**PASSAGE PROVIDED**
2025 Go Red for Women Class of Survivors: Tania Saiz

The following is Tania's story and not an endorsement or diagnosis. Stories have been edited down for time.

Tania Saiz was misdiagnosed before a CT scan showed she suffered a stroke. Now, she celebrates her accomplishments and encourages other women to know their unique risk factors, recognize the signs of a stroke, and push to be heard.

Tania Saiz was visiting her daughter Maya in Colorado when their plans for an early morning hike took a detour. Tania saw a flash of light in her right eye, like a crack of lightning; feeling a bit off, she thought she might be getting a headache. After she made her way to the couch and laid down under a blanket, Tania kept feeling a tapping under the covers as if something was hitting her.

She got up, walked to the kitchen table and noticed her arm was moving by itself. Then, she couldn’t feel it and repeatedly asked her daughter, “Where’s my arm? Where’s my hand?” A few minutes later Tania fell, and her 19-year-old immediately called 911. The emergency operator asked the teen questions to assess her mother’s condition: Could she raise her arms? Had she ever had a stroke?

It didn’t dawn on the 47-year-old New Yorker or her family that she could be having a stroke. Her symptoms were not typical.

When the paramedics arrived that day in August 2020, wearing full COVID-protection gear, it was intimidating. They asked her to stop moving her arm, but Tania insisted she wasn’t. They asked Tania whether she had ever had a panic attack. Thinking back to 10 years prior, she answered yes, but this felt different.

Tania rode in an ambulance without lights or sirens and no family. Paramedics discouraged Tania’s daughter from coming to the hospital, saying her mother was probably having a panic attack and she could come later.

In the emergency room, the doctor thought Tania was having a complex migraine with aura, a headache accompanied by sensory disturbances ranging from seeing flashes of light and zigzag lines to tingling sensations and difficulty speaking. No stroke alert was called, but a CT scan was ordered.

**DATA BELOW**
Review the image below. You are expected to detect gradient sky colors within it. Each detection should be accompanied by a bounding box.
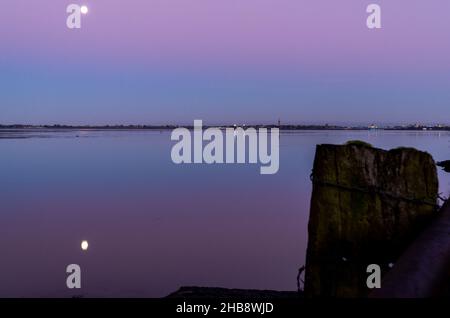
[0,0,450,124]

**QUESTIONS TO ANSWER**
A. Please rewrite the paragraph of the survivor story that begins "She got up, walked to the kitchen table" in two sentences, keeping its main facts.
B. Decide whether each statement agrees with the survivor story. Answer yes or no, and quote the deciding words.
(i) Paramedics advised Tania's daughter not to come to the hospital.
(ii) A stroke alert was called in the emergency room.
(iii) Tania told the paramedics she had never had a panic attack.
C. Translate this sentence from the survivor story into Spanish: "It didn’t dawn on the 47-year-old New Yorker or her family that she could be having a stroke."

**ANSWERS TO EACH TASK**
A. At the kitchen table, Tania noticed her arm moving by itself, then lost feeling in it and kept asking her daughter where her arm and hand were. A few minutes later she fell, and her 19-year-old called 911; the operator asked whether Tania could raise her arms and whether she had ever had a stroke.

B.
(i) Yes: "Paramedics discouraged Tania’s daughter from coming to the hospital"
(ii) No: "No stroke alert was called, but a CT scan was ordered."
(iii) No: "Thinking back to 10 years prior, she answered yes"

C. Ni a la neoyorquina de 47 años ni a su familia se les ocurrió que pudiera estar sufriendo un accidente cerebrovascular.